-------- PASSAGE SHOWN

# Kaun signs 3yr deal with CSKA



## croco (Feb 14, 2005)

> CSKA signed a contract with center Alexander Kaun (211 cm), who became the first Russian NCAA champion last spring. The contract with the 23-year old player is signed for three years - until the end of 2010/11 season.
> 
> Alexander began to play basketball in the U.S., where he moved in the age of 16 to continue his studies, and all his sports successes are associated with the Kansas Jayhawks.
> 
> ...


Good pickup for CSKA, he should be able to give them solid minutes immediately.


----------



## TM (Jun 30, 2003)

http://www.draftexpress.com/blog/Jonathan-Givony/



> -Sasha Kaun signed a 3-year contract with CSKA Moscow, as released on their their official website this weekend. Kaun may end up being the highest paid player on the Kansas Jayhawk championship team, as his salary will be similar to that of a late lottery pick next season. He has not shut the door on playing in the NBA down the road, as he has a comfortable buyout after the second year of his contract, which may even make him more attractive to a team drafting in the late second round.

----------------
-------- DATA BLOCK

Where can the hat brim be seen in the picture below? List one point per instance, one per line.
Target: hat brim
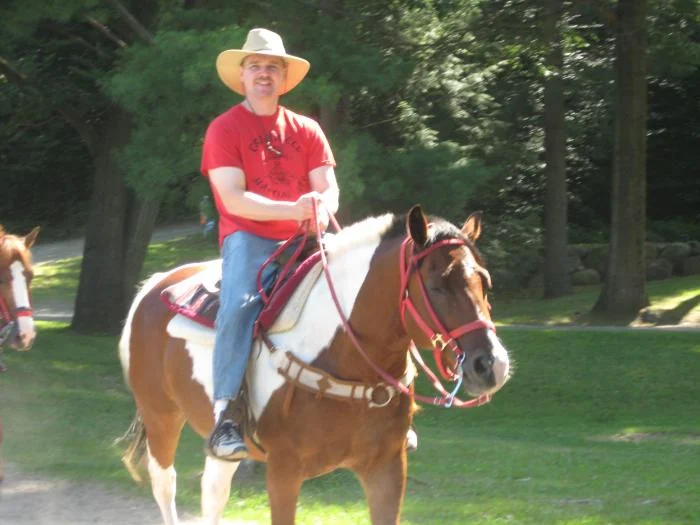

----------------

**PROBLEM TO SOLVE**
In the thread about Alexander Kaun's deal with CSKA, through which season does his contract run?

**CORRECT OUTPUT**
Through the end of the 2010/11 season.